◆ **Aim of the exercise**: Where does "ground" occur in the listing? Copy every line that holds it.

◆ **Records provided**:
---

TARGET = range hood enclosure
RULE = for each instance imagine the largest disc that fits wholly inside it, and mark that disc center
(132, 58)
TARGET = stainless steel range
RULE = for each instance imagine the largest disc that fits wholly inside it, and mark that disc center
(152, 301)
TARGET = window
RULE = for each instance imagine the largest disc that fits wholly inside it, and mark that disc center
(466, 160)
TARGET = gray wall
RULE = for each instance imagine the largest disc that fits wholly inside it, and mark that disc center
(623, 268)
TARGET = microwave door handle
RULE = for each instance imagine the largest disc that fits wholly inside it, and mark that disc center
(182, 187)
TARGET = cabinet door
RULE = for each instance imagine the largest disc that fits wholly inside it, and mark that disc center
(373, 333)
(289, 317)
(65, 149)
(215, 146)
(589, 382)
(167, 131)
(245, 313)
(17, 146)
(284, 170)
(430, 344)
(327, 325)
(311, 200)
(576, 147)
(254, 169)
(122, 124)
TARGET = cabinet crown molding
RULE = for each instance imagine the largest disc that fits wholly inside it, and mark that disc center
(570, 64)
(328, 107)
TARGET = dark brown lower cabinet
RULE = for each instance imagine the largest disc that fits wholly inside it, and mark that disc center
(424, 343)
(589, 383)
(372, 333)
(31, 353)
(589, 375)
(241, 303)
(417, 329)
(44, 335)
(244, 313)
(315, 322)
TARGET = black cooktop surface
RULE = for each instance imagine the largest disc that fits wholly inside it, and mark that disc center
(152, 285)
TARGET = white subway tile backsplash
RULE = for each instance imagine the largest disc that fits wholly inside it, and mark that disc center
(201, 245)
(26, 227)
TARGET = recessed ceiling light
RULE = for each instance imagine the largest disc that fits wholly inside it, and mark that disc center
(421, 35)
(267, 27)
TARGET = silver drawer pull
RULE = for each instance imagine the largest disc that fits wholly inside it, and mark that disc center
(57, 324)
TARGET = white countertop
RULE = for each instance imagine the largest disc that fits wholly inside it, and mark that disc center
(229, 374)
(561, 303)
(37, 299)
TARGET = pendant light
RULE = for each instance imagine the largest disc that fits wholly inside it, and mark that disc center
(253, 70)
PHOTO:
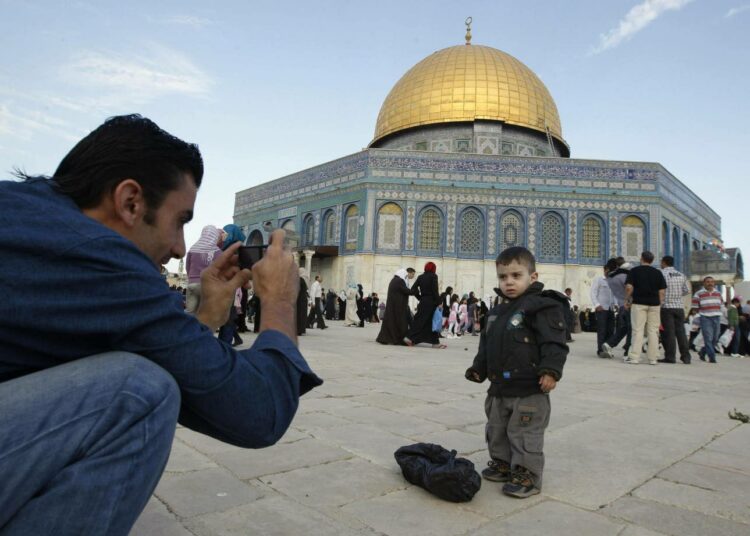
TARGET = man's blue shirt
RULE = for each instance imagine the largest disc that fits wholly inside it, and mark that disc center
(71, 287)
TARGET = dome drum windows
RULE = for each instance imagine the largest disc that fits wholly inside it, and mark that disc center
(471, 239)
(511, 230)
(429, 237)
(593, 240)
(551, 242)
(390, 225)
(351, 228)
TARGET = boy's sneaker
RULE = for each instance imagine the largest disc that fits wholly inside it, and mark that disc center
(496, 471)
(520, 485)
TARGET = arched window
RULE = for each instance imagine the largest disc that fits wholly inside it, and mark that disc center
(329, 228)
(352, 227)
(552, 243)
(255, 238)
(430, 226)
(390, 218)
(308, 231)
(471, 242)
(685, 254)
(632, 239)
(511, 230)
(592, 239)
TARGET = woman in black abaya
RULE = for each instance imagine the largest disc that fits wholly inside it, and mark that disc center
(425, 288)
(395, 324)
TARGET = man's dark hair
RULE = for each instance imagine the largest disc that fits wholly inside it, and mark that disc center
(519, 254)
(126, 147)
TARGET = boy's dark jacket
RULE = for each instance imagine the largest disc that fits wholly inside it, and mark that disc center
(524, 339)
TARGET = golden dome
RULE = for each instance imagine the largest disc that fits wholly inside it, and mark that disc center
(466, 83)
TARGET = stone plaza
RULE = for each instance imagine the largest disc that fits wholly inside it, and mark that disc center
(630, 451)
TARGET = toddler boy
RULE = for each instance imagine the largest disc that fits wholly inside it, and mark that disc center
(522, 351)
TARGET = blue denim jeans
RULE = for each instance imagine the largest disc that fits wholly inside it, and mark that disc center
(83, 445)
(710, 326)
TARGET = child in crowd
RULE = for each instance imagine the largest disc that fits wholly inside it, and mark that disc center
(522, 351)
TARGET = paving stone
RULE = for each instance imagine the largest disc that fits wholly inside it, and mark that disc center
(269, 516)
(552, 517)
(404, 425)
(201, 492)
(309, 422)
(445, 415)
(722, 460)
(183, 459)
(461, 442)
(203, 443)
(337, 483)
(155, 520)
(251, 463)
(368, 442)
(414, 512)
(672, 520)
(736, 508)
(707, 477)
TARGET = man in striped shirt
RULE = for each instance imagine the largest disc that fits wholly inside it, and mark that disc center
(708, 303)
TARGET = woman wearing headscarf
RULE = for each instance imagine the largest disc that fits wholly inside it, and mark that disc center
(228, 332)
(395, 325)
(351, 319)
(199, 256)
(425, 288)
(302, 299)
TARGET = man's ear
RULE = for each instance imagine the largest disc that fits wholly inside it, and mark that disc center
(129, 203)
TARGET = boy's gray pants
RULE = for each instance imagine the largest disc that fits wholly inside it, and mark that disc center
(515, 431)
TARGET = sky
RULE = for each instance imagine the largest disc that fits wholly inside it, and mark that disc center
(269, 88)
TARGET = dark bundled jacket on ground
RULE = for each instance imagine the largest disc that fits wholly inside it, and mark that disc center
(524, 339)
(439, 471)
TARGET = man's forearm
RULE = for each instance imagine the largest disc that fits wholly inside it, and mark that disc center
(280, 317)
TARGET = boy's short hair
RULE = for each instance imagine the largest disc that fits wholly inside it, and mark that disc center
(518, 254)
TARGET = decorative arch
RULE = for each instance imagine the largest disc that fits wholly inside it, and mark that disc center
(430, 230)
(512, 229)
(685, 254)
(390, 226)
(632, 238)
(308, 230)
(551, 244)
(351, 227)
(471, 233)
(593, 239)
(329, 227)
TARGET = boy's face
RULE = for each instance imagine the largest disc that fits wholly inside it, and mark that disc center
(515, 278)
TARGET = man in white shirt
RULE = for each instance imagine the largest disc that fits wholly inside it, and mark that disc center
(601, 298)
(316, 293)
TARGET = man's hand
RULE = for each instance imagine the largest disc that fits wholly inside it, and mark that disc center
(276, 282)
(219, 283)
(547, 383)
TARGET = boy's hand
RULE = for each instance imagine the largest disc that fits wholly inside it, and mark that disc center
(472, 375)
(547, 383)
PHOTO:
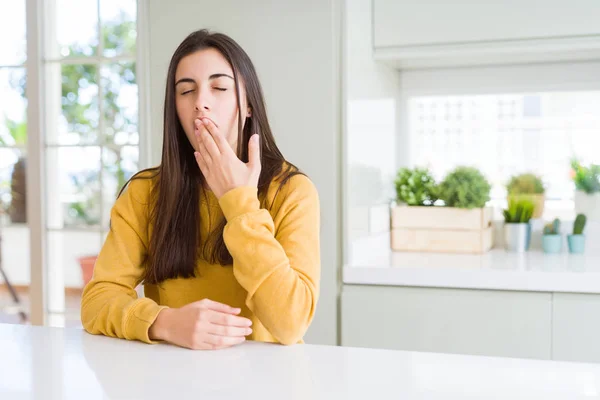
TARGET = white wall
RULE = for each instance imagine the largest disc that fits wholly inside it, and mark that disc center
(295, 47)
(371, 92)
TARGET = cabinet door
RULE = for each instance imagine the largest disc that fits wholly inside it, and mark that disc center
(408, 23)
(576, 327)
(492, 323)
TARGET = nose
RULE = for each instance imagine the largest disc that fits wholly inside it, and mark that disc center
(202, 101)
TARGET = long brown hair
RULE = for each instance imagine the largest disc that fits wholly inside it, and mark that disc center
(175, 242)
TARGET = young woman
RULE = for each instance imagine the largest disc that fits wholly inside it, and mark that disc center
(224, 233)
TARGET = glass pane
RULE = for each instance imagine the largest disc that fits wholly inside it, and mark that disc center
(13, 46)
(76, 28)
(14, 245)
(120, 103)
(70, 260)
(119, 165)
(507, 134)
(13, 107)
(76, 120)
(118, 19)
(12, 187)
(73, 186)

---

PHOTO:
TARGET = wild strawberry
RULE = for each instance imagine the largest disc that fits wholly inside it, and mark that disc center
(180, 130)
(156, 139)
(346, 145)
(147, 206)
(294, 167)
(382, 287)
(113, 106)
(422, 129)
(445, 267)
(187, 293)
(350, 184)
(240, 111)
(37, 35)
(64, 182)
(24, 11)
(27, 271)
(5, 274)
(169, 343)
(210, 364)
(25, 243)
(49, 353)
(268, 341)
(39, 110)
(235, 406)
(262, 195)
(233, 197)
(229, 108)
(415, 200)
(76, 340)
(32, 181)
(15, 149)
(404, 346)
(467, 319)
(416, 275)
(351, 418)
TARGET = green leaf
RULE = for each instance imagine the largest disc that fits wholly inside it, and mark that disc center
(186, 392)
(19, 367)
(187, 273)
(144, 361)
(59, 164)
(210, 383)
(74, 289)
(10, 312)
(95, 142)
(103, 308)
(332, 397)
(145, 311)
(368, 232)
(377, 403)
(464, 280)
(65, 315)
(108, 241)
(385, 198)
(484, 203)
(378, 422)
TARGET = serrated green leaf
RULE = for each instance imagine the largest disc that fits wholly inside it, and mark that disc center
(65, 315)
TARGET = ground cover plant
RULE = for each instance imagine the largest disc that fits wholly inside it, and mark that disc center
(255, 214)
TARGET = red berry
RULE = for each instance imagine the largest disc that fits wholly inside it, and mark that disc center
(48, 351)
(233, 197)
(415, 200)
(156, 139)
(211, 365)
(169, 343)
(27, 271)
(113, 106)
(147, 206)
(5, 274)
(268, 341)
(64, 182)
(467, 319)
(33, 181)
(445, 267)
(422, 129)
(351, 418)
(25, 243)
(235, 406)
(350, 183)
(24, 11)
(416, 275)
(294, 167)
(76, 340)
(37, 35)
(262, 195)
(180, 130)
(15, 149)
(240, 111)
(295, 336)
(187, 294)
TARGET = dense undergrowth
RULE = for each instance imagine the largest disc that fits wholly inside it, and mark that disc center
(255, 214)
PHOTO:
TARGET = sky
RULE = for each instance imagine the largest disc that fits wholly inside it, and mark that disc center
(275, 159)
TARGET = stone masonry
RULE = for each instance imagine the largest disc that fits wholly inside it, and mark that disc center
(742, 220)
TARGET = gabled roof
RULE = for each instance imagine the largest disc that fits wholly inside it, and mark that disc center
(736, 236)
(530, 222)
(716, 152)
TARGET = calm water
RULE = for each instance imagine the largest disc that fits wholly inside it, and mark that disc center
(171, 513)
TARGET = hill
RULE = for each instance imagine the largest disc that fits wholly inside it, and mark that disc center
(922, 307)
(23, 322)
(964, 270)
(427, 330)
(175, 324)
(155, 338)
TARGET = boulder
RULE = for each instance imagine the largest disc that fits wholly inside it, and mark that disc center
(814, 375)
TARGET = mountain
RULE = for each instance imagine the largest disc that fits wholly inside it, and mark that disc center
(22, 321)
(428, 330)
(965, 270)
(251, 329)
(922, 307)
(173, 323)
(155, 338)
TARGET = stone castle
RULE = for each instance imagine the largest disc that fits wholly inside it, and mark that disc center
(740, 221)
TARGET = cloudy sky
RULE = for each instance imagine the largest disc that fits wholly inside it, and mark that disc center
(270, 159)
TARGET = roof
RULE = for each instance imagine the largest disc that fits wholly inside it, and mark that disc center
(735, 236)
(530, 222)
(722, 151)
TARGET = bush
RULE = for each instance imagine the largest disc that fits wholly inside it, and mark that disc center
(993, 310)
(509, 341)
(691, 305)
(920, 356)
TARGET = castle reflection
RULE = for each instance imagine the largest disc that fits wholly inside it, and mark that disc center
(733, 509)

---

◆ **Result of the task**:
TARGET = dark bundled jacket on ground
TARGET = ground cover plant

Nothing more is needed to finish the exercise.